- PASSAGE TO READ -
>> start

Problem statement

https://leetcode.com/problems/wildcard-matching/

Solution

Another classical DP problem, similar to problem 0010. Let us define by dp(i, j) answer to the question if s[:i+1] and p[:j+1] can be matched. Then we can have different cases:

  1. if i == -1 and j == -1 it means, that we reached both empty strings, we return True.
  2. if i == -1, it means, that s string is empty (and t is not empty), in this case we are happy only if all symbols of p are equal to *, so we check last symbol check dp(i, j-1).
  3. if j == -1, but i is not equal to -1, we already checked it previously, we return False.
  4. if s[i] == p[j], that is last symbols are equal, we remove them and go to dp(i-1, j-1)
  5. if p[j] not equal to ? or * (that is it is letter) and it is not equal to s[i], we can not match, so we return False.

>> end

Extracted data lines

>> start

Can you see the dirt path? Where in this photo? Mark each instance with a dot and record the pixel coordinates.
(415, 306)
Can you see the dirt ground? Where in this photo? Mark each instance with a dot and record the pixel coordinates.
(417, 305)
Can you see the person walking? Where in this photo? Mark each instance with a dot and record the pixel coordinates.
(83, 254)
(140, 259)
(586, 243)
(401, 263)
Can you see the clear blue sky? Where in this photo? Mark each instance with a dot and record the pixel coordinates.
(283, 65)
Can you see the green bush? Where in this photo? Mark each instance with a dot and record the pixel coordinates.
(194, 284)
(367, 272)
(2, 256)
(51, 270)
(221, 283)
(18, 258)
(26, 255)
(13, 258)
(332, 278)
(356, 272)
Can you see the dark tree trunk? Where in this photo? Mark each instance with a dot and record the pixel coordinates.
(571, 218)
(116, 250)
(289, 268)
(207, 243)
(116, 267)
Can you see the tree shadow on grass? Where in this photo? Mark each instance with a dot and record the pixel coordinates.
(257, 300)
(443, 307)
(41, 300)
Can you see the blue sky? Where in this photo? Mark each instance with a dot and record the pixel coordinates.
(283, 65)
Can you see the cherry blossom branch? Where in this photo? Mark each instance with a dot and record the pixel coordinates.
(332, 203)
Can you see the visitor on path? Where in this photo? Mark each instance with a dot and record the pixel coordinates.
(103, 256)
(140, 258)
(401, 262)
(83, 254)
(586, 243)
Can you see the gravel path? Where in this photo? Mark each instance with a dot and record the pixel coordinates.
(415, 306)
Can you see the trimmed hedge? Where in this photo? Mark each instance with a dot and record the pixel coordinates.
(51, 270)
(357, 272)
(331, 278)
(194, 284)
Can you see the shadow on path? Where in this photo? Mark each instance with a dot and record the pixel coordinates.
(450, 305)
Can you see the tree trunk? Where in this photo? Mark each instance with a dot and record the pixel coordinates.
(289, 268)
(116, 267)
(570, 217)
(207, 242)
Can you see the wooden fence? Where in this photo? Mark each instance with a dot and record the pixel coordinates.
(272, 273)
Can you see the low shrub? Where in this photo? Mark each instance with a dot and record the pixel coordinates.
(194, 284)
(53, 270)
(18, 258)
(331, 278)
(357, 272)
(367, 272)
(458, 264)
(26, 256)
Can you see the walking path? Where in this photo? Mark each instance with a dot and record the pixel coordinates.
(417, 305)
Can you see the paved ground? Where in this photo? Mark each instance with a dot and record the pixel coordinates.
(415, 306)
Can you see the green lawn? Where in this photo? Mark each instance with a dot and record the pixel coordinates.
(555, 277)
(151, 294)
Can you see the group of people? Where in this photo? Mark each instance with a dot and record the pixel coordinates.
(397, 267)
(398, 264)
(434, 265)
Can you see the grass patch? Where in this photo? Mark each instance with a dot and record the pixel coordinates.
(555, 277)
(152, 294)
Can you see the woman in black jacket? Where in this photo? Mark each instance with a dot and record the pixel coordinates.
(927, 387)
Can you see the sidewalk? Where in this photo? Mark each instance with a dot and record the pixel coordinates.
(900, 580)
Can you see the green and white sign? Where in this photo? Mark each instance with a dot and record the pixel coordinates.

>> end

- TASK -
Can you retype the wildcard-matching explanation, starting at "Problem statement" and ending at "to dp(i-1, j-1)"?

- TASK RESULT -
Problem statement

https://leetcode.com/problems/wildcard-matching/

Solution

Another classical DP problem, similar to problem 0010. Let us define by dp(i, j) answer to the question if s[:i+1] and p[:j+1] can be matched. Then we can have different cases:

  1. if i == -1 and j == -1 it means, that we reached both empty strings, we return True.
  2. if i == -1, it means, that s string is empty (and t is not empty), in this case we are happy only if all symbols of p are equal to *, so we check last symbol check dp(i, j-1).
  3. if j == -1, but i is not equal to -1, we already checked it previously, we return False.
  4. if s[i] == p[j], that is last symbols are equal, we remove them and go to dp(i-1, j-1)